(Given data):
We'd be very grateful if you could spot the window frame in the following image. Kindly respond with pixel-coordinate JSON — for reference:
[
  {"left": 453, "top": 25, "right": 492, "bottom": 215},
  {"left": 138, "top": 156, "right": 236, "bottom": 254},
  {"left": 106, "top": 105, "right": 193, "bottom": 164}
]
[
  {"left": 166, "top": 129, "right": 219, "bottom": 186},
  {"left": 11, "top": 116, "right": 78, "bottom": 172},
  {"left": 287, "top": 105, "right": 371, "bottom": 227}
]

(Your task): Reproduce every record above verbatim, changing nothing.

(Response to the task):
We'd be very grateful if you could spot the window frame in the following image. Kindly respond with pixel-coordinate JSON — for reference:
[
  {"left": 453, "top": 25, "right": 492, "bottom": 215},
  {"left": 138, "top": 156, "right": 236, "bottom": 254},
  {"left": 106, "top": 105, "right": 193, "bottom": 164}
]
[
  {"left": 166, "top": 129, "right": 219, "bottom": 186},
  {"left": 11, "top": 116, "right": 78, "bottom": 172},
  {"left": 287, "top": 105, "right": 371, "bottom": 227}
]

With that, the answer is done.